Dataset entries:
** Start **

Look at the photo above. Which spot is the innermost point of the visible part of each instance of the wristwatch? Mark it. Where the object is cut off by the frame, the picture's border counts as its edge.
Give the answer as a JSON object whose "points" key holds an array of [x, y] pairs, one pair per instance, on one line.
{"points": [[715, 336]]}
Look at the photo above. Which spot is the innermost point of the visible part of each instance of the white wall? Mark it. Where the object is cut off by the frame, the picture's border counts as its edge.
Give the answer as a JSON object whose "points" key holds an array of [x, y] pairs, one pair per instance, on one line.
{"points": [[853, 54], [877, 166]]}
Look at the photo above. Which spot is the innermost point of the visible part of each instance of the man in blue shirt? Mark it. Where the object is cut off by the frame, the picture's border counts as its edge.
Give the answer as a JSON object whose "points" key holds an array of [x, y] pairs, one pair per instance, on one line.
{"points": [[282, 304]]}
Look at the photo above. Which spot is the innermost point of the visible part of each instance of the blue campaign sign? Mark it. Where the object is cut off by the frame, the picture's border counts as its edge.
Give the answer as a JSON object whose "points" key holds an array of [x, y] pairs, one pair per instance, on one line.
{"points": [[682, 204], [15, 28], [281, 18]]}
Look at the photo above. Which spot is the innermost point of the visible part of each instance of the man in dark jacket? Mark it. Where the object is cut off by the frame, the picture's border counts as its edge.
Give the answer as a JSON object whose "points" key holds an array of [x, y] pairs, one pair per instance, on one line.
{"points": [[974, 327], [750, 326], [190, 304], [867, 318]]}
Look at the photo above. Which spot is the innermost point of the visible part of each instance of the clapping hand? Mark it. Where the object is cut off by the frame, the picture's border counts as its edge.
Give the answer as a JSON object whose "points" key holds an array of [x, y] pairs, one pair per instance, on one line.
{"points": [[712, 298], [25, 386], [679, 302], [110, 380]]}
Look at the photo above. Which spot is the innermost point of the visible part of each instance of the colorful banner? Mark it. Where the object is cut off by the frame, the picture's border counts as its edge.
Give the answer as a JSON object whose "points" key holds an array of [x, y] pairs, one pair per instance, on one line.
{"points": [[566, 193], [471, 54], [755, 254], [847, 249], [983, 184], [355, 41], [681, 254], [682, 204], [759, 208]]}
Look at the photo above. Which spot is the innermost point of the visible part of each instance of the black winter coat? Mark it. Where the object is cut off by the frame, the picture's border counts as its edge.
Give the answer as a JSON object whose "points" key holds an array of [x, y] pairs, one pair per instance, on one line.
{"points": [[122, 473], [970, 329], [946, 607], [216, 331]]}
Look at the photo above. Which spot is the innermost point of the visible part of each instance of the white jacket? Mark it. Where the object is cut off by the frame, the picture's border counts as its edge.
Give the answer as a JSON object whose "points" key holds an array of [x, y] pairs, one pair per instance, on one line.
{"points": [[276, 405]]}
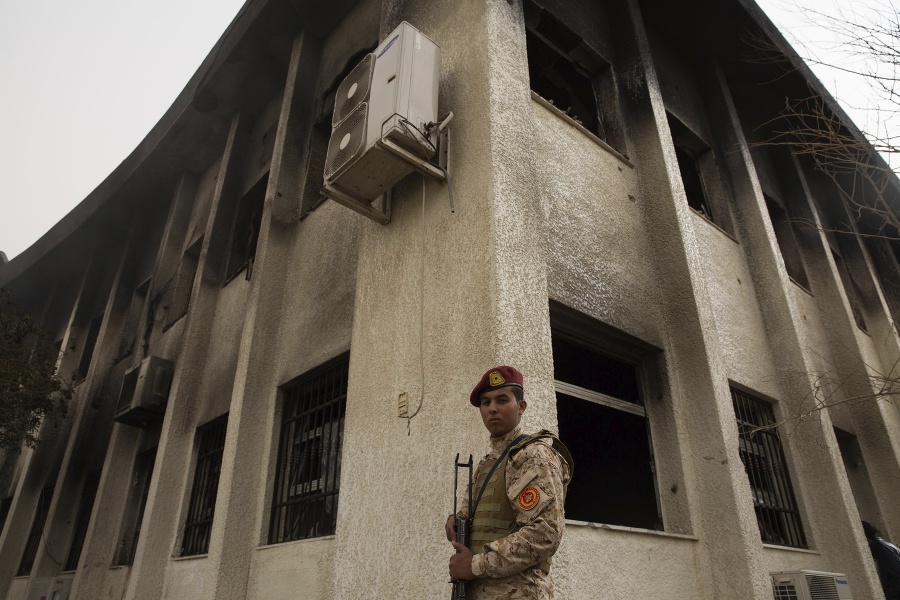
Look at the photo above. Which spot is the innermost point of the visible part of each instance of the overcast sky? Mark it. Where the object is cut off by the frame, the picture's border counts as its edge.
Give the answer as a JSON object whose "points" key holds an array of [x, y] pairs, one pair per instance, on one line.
{"points": [[83, 82]]}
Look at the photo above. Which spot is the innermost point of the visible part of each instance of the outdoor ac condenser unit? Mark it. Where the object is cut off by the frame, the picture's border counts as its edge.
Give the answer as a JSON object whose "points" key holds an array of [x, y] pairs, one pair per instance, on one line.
{"points": [[810, 585], [145, 391], [391, 95]]}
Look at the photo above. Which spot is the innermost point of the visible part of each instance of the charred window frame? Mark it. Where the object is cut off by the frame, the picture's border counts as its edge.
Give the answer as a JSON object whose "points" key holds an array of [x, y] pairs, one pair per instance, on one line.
{"points": [[36, 533], [87, 351], [305, 498], [704, 186], [184, 282], [138, 493], [82, 520], [202, 506], [763, 457], [787, 241], [570, 75], [245, 232], [604, 423], [133, 320]]}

** End **

What is being asked |
Rewrite all of the data above, swapping "innermost point" for "most interior point" and leaving everything else unchanged. Don't include the pictures in your answer.

Result of this task |
Look at the photo above. Which spot is the most interior point of the visible part of each instance of the wristwatch? Mark it. Where the object is cut off by the frame, the picture's border counts as its edge.
Give the answer as a JSON object whose "points" key holds an array of [x, y] pairs, one pair per instance, on one line.
{"points": [[715, 336]]}
Look at the photo above. Which spot is the most interior point of the visible part of each instance of the white wall? Mark it. Where the object is cut off by the frame, the picture's border counts as its edge.
Give the answer as a JSON object whose "points" key holds an array of [x, y] pairs, one pair per instance, on one line.
{"points": [[853, 54], [877, 166]]}
Look at the photo above. Which spot is the most interior point of the visible part of each instance of the man in blue shirt? Mark it. Where the object is cut off by the frame, the picture's border counts as its edge.
Give the answer as a JSON object whose "points" key holds an array of [x, y] pairs, one pair per instance, on one line.
{"points": [[282, 304]]}
Look at the photo above. Which spot is the most interior point of the visible part of each instance of the blue campaign sign? Mark it. Where the object is cut off by the frame, the picture's border counts as its edge.
Give the answer as a JSON object whose "points" key holds an array of [x, y] pairs, one pair per instance, on one line.
{"points": [[682, 204], [15, 28], [281, 18]]}
Look at the photo above. Which spot is the most interior point of the visible part of each instance of the man in dark jacket? Mark it. Where the object is cut off by the frame, the picture's border counts as its edge.
Give the answer as a JSON object whose "points" key holds an array of [x, y] pairs, one pair per instance, on one line.
{"points": [[974, 327], [750, 326], [190, 304], [867, 318]]}
Look at the photo above. Which spot is the most interior point of the visible part of each instance of the clapping hand? Mark it. Where the object is cut off by the frame, the picture's border counts as its edge.
Give the answer as a JSON object whose "points" key holds an array of [x, y] pairs, one pair per instance, on one line.
{"points": [[712, 298], [25, 386], [679, 302], [110, 380]]}
Look at the photo above. Which spot is the most interior point of the visible part of each instance of the colorful banner? Mark it. Where the object is cut off by the frame, the picture's border counts as its edge.
Give the answer as a JSON object whose "points" key holds an array of [x, y] pairs, one pair per instance, on one line.
{"points": [[566, 193], [471, 54], [755, 254], [847, 249], [983, 184], [355, 41], [681, 254], [682, 204], [759, 208]]}
Look at the photo above. Which spot is the most interior point of the visible part of each instance of the black winter coat? Mark it. Where the object is cut off by the frame, the picture's border counts as its edge.
Give the answer as a JSON object whose "points" key holds an array of [x, y] pairs, one pair per instance, on one line.
{"points": [[122, 473], [970, 329], [946, 607], [216, 331]]}
Look at the photo above. Which spot is the most interior point of the visible part of each instance of the white jacket? Mark it. Where the object is cut off by the frame, the picture's border counts as its edge.
Give the answer as a JSON object whose "points" key holds an array of [x, y] pairs, one pair per instance, on one line.
{"points": [[276, 405]]}
Look at the photo above. Which spot is the most interior point of the visible part of each instance of the overcast sky? Mark it. Where the object is cut off by the frame, the picture's border counts as its edge.
Give the answer as a JSON object whose "points" key holds an array of [x, y] pairs, one pair per instance, on one line.
{"points": [[83, 82]]}
Look at the photo above. Which spot is the most interior point of the visible part of each instance of the outdoor ac condenser unit? Mark it. Where the object is cut off by the frame, the picture's border counts as its edge.
Give the answer as a JSON object whose "points" key holds an array of [x, y] pairs, one pair per instance, on one line.
{"points": [[810, 585], [145, 391], [391, 95]]}
Look at the photo above. Which spot is the most interior point of the visible part of each instance of the charred window frame? Mark it. Where the object is cut off by the frame, the picture's border counts as its edge.
Give the answer as a JSON object whose "points" key holds an array of [x, y] pairs, one pair per instance, on one line.
{"points": [[36, 533], [87, 351], [305, 498], [704, 186], [184, 282], [138, 493], [82, 520], [202, 506], [763, 457], [787, 241], [570, 75], [245, 232], [604, 423], [133, 320]]}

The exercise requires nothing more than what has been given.